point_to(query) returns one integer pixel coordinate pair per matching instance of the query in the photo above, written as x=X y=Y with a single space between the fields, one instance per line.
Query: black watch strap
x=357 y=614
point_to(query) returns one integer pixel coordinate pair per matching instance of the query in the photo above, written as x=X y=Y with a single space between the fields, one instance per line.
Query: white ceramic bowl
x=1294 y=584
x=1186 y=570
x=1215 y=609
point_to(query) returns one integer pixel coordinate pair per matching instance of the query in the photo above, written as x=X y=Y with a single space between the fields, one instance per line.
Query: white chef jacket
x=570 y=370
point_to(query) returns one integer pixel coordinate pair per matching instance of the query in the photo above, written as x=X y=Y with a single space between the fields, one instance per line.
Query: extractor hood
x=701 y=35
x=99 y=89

◆ What the exercise asks ◆
Reproduce all of the material above line for line, keeping every character unchanged.

◆ Response to this exercise ◆
point_to(query) returns one integer pixel coordinate pair per matching instance of the query in the photo above, written as x=X y=Y with a single space between the fields, one instance per line.
Query: black watch strap
x=357 y=614
point_to(query) returns one integer pixel coordinate pair per matching instance of the query in the photo above, written as x=X y=Y with a single space between the fields, one instance per line.
Query: white ceramic bowl
x=1294 y=584
x=1186 y=570
x=1215 y=609
point_to(query) returns one integer pixel coordinate pair per matching instance of the query in the photo above, written as x=X y=Y with a single space between the fields, one instance per line.
Query: white chef jacket
x=570 y=370
point_to(query) returns one integer pixel coordinate pair per matching instance of the query in the photo above, written as x=X y=Y with a single space between the fields, one instance per line.
Query: extractor hood
x=701 y=35
x=99 y=89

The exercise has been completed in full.